Dataset entries
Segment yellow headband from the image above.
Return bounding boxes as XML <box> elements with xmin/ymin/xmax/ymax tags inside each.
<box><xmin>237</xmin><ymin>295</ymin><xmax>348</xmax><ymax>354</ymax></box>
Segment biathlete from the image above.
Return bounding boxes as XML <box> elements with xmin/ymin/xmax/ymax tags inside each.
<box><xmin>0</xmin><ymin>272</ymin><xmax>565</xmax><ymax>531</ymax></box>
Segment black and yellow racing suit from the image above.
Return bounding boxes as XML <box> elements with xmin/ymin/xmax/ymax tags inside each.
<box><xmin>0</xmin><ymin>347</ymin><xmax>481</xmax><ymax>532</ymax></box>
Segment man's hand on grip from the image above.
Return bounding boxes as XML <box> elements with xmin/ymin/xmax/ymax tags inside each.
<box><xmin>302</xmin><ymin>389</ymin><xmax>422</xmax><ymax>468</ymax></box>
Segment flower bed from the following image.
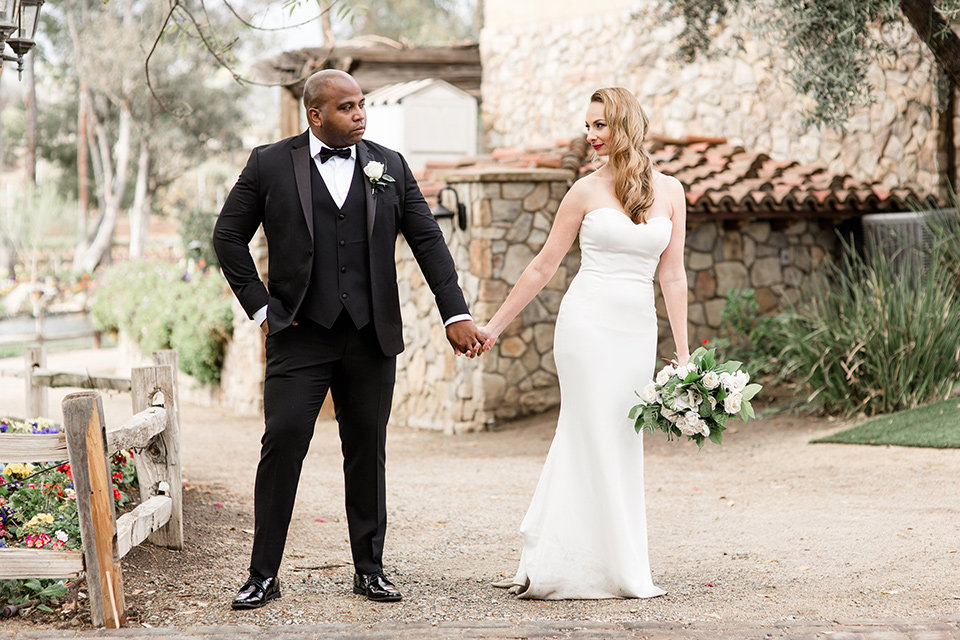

- INSTRUCTIONS FOR THE TASK -
Only lines with the word "Segment" go in the answer. Take them all from the entries above.

- RESULT -
Segment yellow headband from the image above.
Segment biathlete from the image above.
Segment black and yellow racing suit from the image above.
Segment man's hand on grip from the image above.
Segment flower bed from the following image.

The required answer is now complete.